EXERCISE: Print the records exactly. Miss nothing.

[Stored data entries]
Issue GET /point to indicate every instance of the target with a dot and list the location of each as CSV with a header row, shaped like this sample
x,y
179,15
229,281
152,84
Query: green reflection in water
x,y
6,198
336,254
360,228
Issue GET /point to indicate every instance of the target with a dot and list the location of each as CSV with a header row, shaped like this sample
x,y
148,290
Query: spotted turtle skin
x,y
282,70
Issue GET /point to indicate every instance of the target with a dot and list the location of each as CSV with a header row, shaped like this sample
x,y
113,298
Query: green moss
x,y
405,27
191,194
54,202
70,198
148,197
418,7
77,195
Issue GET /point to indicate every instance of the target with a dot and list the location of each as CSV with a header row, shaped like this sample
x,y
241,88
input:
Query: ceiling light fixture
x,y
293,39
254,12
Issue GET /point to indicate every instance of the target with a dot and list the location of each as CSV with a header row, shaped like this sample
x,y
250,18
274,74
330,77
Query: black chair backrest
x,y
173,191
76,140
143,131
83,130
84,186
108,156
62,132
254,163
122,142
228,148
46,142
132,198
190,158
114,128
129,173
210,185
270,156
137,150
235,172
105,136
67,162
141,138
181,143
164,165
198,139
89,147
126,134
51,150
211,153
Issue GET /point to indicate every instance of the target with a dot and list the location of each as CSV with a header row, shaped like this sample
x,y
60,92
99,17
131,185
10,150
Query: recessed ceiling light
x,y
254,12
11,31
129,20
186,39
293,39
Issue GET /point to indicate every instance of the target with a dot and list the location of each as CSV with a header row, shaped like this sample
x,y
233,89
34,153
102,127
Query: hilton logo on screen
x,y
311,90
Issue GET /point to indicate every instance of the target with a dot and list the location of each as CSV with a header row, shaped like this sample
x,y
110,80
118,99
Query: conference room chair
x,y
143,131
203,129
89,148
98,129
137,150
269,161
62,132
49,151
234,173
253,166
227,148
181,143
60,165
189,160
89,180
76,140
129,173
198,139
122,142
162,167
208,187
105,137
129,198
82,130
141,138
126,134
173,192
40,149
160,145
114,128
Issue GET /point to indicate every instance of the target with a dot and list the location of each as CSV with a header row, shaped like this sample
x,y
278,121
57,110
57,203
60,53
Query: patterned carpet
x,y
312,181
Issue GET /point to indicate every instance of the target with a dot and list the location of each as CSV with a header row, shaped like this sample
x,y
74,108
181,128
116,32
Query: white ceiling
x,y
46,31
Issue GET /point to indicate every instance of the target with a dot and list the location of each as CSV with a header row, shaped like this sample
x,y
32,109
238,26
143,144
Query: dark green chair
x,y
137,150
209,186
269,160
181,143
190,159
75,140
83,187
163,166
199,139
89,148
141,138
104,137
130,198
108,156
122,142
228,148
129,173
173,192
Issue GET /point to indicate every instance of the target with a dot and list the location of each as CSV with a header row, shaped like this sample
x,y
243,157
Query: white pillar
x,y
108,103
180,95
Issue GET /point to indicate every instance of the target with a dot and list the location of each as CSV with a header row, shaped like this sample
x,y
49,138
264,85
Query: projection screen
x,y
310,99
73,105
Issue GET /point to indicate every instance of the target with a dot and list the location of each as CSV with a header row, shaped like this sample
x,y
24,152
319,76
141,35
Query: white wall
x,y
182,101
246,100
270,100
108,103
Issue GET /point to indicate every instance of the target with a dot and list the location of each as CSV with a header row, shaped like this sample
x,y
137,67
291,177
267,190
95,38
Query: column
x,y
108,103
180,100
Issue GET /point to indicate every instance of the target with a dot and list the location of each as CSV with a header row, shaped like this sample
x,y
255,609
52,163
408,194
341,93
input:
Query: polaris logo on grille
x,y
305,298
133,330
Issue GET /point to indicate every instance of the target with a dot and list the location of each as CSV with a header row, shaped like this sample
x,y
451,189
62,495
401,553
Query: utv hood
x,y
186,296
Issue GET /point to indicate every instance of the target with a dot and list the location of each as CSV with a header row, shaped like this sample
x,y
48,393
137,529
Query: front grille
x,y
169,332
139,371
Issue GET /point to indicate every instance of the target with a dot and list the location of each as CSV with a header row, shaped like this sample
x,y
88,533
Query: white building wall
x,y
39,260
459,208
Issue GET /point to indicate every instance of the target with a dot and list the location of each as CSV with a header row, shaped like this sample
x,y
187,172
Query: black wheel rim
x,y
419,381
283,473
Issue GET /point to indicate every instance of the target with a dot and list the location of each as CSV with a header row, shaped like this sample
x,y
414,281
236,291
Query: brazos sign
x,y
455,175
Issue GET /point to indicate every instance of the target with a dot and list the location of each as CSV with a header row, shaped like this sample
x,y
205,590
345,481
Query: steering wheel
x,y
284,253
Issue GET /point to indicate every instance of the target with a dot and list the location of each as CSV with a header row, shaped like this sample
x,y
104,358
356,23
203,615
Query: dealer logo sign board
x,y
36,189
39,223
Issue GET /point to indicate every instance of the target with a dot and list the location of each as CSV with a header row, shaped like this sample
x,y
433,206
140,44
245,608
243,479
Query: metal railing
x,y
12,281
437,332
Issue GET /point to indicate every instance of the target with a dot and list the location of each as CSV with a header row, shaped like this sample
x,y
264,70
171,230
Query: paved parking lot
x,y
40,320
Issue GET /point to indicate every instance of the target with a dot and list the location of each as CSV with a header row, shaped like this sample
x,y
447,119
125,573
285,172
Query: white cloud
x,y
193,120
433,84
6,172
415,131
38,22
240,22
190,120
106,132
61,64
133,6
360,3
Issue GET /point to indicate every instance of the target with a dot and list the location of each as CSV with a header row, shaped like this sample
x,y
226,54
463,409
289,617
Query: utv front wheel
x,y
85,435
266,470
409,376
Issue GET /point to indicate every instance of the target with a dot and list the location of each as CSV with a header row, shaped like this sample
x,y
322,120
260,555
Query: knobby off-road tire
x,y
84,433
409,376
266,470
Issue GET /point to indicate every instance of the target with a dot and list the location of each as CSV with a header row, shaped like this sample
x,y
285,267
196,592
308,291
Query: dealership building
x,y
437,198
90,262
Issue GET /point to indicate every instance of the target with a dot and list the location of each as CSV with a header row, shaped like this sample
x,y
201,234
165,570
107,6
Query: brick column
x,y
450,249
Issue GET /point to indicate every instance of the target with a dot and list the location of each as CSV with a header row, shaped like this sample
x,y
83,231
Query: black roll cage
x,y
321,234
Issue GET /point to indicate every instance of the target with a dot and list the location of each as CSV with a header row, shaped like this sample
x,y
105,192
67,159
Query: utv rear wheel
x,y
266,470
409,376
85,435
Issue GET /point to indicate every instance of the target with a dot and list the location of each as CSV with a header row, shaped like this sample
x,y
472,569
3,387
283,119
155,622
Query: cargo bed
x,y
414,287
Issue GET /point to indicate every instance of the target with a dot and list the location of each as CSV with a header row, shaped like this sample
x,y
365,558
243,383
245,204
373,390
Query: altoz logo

REPLY:
Issue GET /point to indicate every instance of the target with a dot and list the location of each as CSV with a header row, shaped like this sample
x,y
179,15
229,281
152,84
Query: green reflection in water
x,y
6,198
336,254
360,228
Issue GET /point to indicate every instance of the target with a dot and list the location of each as CSV with a header row, shaped like this sample
x,y
148,290
Query: spotted turtle skin
x,y
282,70
Issue GET /point to indicate every instance of the target with a dot and list the location of each as CSV with a header row, shaped like this sample
x,y
113,298
Query: green moss
x,y
405,27
191,194
54,202
70,198
148,197
418,7
77,195
Issue GET /point to indicate every instance of the target with a dot and list the location of each as CSV with a header row, shaped like this sample
x,y
241,88
input:
Query: ceiling light fixture
x,y
293,39
254,12
Issue GET /point to indicate every instance of the target with a dot and list the location of each as CSV with a header row, shaped like this sample
x,y
250,18
274,74
330,77
Query: black chair backrest
x,y
173,191
76,140
143,131
83,130
84,186
108,156
62,132
254,163
122,142
228,148
46,142
132,198
190,158
114,128
129,173
210,185
270,156
137,150
235,172
105,136
67,162
141,138
181,143
164,165
198,139
89,147
126,134
51,150
211,153
Issue GET /point to indicate every instance of the target with a dot and list the location of each as CSV with a header row, shaped like this sample
x,y
60,92
99,17
131,185
10,150
Query: recessed ceiling light
x,y
254,12
11,31
129,20
186,39
293,39
Issue GET /point to indicate every instance of the target with a dot and list the location of each as CSV with a header row, shaped like this sample
x,y
233,89
34,153
102,127
Query: hilton logo on screen
x,y
311,90
Issue GET /point to indicate every instance of the target with a dot and list the location of each as CSV with a header row, shaped like this sample
x,y
110,80
118,99
Query: conference room chair
x,y
143,131
203,129
89,148
98,129
137,150
269,161
62,132
49,151
234,173
253,166
227,148
181,143
60,165
189,160
89,180
76,140
129,173
198,139
122,142
162,167
208,187
105,137
129,198
82,130
141,138
126,134
173,192
40,149
160,145
114,128
Issue GET /point to indicate every instance of the target with a dot and list the location of each as CSV with a header row, shaped like this sample
x,y
278,121
57,110
57,203
60,53
Query: patterned carpet
x,y
312,181
Issue GET /point to indicate every instance of the target with a dot and list the location of each as CSV with a header row, shaped like this sample
x,y
74,108
181,128
116,32
Query: white ceiling
x,y
46,31
Issue GET /point to indicate every instance of the target with a dot and list the location of each as CSV with a header row, shaped like this sample
x,y
32,109
238,26
143,144
Query: dark green chair
x,y
137,150
209,186
269,160
181,143
190,159
75,140
83,187
163,166
199,139
89,148
141,138
104,137
130,198
108,156
122,142
228,148
129,173
173,192
Issue GET /point to indicate every instance of the target with a dot and list the location of each as CSV with a header row, shaped like this sample
x,y
243,157
Query: white pillar
x,y
108,103
180,95
Issue GET /point to indicate every instance of the target with a dot and list the location of each as CSV with a header row, shaped like this sample
x,y
49,138
264,85
Query: projection screen
x,y
310,99
73,105
Issue GET /point to indicate every instance of the target with a dot and list the location of each as CSV with a header row, shaped like this sample
x,y
24,152
319,76
141,35
Query: white wall
x,y
182,101
246,100
270,100
108,103
Issue GET /point to indicate every instance of the target with a dot and list the location of each as CSV with a header row, shaped like this sample
x,y
137,67
291,177
267,190
95,38
Query: column
x,y
108,103
180,100
Issue GET /point to indicate every instance of the target with a dot and list the location of each as CSV with a header row, shaped like this sample
x,y
255,609
52,163
408,194
341,93
input:
Query: polaris logo on grille
x,y
305,298
133,330
Issue GET /point to indicate every instance of the target with a dot and list the location of each as CSV with a header row, shaped like this sample
x,y
451,189
62,495
401,553
Query: utv hood
x,y
186,296
Issue GET /point to indicate every instance of the target with a dot and list the location of each as CSV with a header row, shaped like this sample
x,y
48,393
137,529
Query: front grille
x,y
169,332
139,371
Issue GET /point to indicate every instance of the target with a dot and list the location of each as CSV with a header row, shaped like this sample
x,y
88,533
Query: white building wall
x,y
39,260
459,208
Issue GET /point to indicate every instance of the target with a dot and list the location of each as CSV with a header row, shaped like this sample
x,y
187,172
Query: black wheel rim
x,y
419,381
283,473
Issue GET /point to indicate every instance of the target with a dot and list the location of each as CSV with a header row, shaped like this sample
x,y
414,281
236,291
Query: brazos sign
x,y
455,175
Issue GET /point to indicate every instance of the target with a dot and list the location of each as CSV with a header row, shaped like this sample
x,y
205,590
345,481
Query: steering wheel
x,y
284,253
Issue GET /point to indicate every instance of the target with a dot and list the location of each as CSV with a header row, shaped like this sample
x,y
104,358
356,23
203,615
Query: dealer logo sign board
x,y
36,189
39,223
Issue GET /point to indicate every instance of the target with a dot and list the location of each as CSV with a header row, shaped like this sample
x,y
433,206
140,44
245,608
243,479
Query: metal railing
x,y
12,281
437,332
Issue GET /point to indicate every instance of the target with a dot and list the location of each as CSV with a header row, shaped like this sample
x,y
264,70
171,230
Query: paved parking lot
x,y
40,320
Issue GET /point to indicate every instance of the target with a dot and list the location of each as CSV with a header row, shaped like this sample
x,y
447,119
125,573
285,172
Query: white cloud
x,y
193,120
433,84
6,172
415,131
38,22
240,22
190,120
106,132
61,64
133,6
360,3
Issue GET /point to indicate every instance of the target with a dot and list the location of each as CSV with a header row, shaped like this sample
x,y
226,54
463,409
289,617
Query: utv front wheel
x,y
85,435
266,470
409,376
Issue GET /point to indicate every instance of the target with a dot and list the location of each as CSV with a header row, shaped like this sample
x,y
322,120
260,555
Query: knobby off-road tire
x,y
84,433
409,376
266,470
Issue GET /point to indicate every instance of the target with a dot and list the location of each as CSV with a header row, shaped like this sample
x,y
285,267
196,592
308,291
Query: dealership building
x,y
437,198
90,262
Issue GET /point to indicate every instance of the target with a dot and list the location of each as CSV with a header row, shaped like this sample
x,y
201,234
165,570
107,6
Query: brick column
x,y
450,249
Issue GET /point to indicate every instance of the target with a dot and list the location of each as CSV with a header row, shaped like this sample
x,y
83,231
Query: black roll cage
x,y
321,234
Issue GET /point to indicate every instance of the target with a dot and list the location of each as CSV with a header row, shaped like this sample
x,y
105,192
67,159
Query: utv rear wheel
x,y
266,470
409,376
85,435
Issue GET /point to indicate every instance of the target with a dot and list the location of each as CSV with a header row, shaped like this sample
x,y
472,569
3,387
283,119
155,622
Query: cargo bed
x,y
414,287
Issue GET /point to indicate every instance of the target with a dot and list the location of each as CSV with a header row, shaped like this sample
x,y
365,558
243,383
245,204
373,390
Query: altoz logo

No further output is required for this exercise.